***** Provided data *****

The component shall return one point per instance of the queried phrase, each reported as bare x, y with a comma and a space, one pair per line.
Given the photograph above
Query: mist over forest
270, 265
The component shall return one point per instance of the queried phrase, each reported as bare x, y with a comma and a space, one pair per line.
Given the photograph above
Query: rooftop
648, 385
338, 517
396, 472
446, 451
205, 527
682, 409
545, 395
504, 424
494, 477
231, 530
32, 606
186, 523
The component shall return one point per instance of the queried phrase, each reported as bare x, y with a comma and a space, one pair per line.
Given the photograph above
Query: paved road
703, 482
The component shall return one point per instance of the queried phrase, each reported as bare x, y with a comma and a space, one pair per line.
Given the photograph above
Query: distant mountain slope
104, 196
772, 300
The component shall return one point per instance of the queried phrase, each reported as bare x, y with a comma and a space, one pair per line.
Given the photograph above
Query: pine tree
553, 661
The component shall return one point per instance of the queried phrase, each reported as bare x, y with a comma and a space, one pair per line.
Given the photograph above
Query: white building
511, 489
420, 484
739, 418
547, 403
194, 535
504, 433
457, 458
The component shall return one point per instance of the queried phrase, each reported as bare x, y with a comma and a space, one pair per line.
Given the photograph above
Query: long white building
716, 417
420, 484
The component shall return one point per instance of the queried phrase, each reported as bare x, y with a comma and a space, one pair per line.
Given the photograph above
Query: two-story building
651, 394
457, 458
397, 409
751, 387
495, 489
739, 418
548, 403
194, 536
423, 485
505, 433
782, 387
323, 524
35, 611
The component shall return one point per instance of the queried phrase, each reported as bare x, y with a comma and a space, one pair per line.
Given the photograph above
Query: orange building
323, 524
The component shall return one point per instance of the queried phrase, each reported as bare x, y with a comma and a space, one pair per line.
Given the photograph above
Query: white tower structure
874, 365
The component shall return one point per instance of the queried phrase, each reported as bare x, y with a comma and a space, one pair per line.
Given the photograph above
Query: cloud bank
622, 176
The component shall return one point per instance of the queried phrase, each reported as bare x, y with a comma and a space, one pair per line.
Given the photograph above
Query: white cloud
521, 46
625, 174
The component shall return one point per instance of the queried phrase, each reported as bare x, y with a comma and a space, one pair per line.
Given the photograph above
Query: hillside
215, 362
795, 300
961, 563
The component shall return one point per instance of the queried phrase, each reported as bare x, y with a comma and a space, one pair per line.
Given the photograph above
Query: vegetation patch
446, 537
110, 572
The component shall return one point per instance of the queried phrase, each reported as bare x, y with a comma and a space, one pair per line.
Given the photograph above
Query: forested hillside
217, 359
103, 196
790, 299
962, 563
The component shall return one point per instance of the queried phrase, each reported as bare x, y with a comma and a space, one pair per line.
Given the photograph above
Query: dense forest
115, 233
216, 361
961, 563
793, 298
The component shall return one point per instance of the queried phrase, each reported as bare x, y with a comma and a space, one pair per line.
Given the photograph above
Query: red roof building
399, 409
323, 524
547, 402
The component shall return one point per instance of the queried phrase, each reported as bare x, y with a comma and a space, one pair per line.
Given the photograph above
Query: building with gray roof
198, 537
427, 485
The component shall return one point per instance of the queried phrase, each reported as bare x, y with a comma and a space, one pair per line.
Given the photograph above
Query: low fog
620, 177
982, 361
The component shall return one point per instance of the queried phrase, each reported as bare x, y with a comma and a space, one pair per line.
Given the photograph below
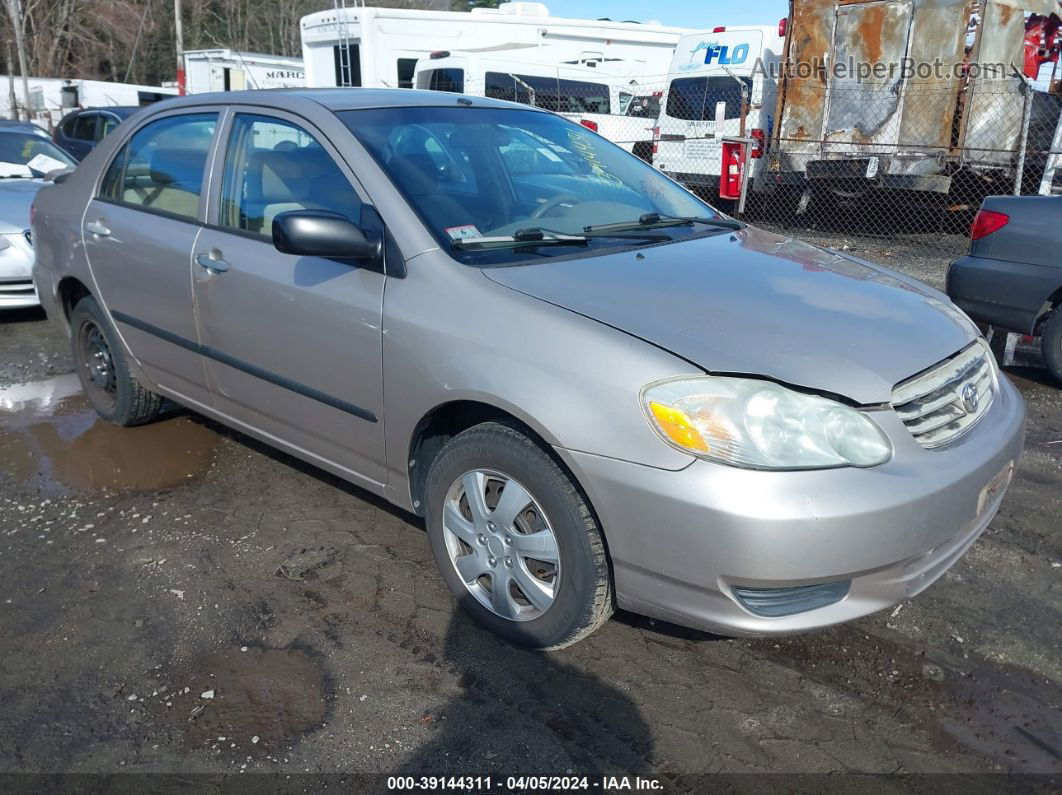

*****

Skip the pictures, then retype every line above exactly.

* Result:
The component shall return one point per instance of the queried phrase, each reported as bare x, y with a comma and a space, one pair per line.
Given the photograph above
Query: mist over forest
270, 265
The component shall return one point per instance of the queried phrase, each reported as bare x, y with a comma and a space, one pair per line.
Given the photograph above
Query: rooftop
648, 385
338, 517
396, 472
446, 451
205, 527
682, 409
545, 395
504, 424
494, 477
231, 530
32, 606
186, 523
The component shall return one point per instance of the queried phrase, each reported as bare x, y with a comma and a space, one pair per line.
Given the photograph above
Query: paved road
703, 482
The component shall return one point per instance of the queried phrase, each reported as bare x, y with a comma and a space, one pair per line.
Given the photograph above
Query: distant mountain slope
104, 196
772, 300
The component shall return one point per instance of the queried phrase, each reported as bare x, y with a comma and a space, one pair per line.
Given the photograph above
Query: pine tree
553, 661
The component shall return one point per instance of the queried phrase, each reported as bare x, y with a comma and a space, one pair per line.
Given the photograph above
Query: white building
511, 489
420, 484
739, 418
547, 403
194, 535
504, 433
457, 458
The component shall return one point per instance of the queried phrase, each reported as bare x, y with a comma and a space, one pair per line.
Given the photograph above
Query: long white building
716, 417
420, 484
The component shall return one point per instance of the queried phrase, each reported as bare x, y with a comma and a space, one pair per line.
Given the photograph above
Query: two-story building
651, 394
457, 458
397, 409
751, 387
495, 489
739, 418
548, 403
194, 536
423, 485
505, 433
782, 387
323, 524
35, 611
The component shall return one point per instance of the queried phrase, each reported as bare x, y with a comma and a space, one pair per line.
Given the photograph above
Query: orange building
323, 524
The component shall return one point per instance of the queried phrase, each reported as bare x, y with a comma and a space, one pair per line.
Given the photograph above
Query: white tower structure
874, 365
The component shall return one point per instance of the queried phrase, each reported as bare x, y with a comma and a space, one pair per line.
Given the photograph above
Query: cloud bank
622, 176
The component shall return one point per instance of the queried phrase, each reported as bare x, y with a comma and a space, one pair per line.
Given the photograph above
Query: white cloud
521, 46
625, 174
The component shall return one point per instance of the queried phrase, each reported as bare x, y with a comma and a space, one pair per line.
Given the photograph above
Query: hillside
215, 362
795, 300
961, 563
The component shall return one point per instance of the queried phrase, each reported as bare x, y with a comma and a space, one pair per line.
Given the photograph above
Query: vegetation patch
446, 537
110, 572
The component shall return one point per instance of the queried phrase, each reported as bare x, y with a comma and a space, one pair per line.
Given the photograph above
Query: forested hillside
217, 359
103, 196
790, 299
962, 563
The component shall return one point per instance of the queried phrase, each reported as bare x, y with a comma and a space, one pair per line.
Given the photograph above
Query: dense forest
115, 233
216, 361
961, 563
793, 298
The component shall return one point per instance of the queried phrase, each reported as bare x, y with a comma and a space, one pair per line.
Given the photograph above
Query: red roof building
399, 409
323, 524
547, 402
The component shall return one point per instance of the queried phrase, each reported as bare x, y with a comma and a space, one pair per line.
Given the photograph above
Query: building with gray roof
198, 537
427, 485
The component shall return one point per instance of the queried phrase, each reported as bare x, y with a comma and a space, one pair per line.
Given the photograph above
Query: low fog
620, 177
982, 361
The component shall return one point per instance of the queried phrase, each reported as bare x, y with a comma and a space, one pair per line.
Given the photograph below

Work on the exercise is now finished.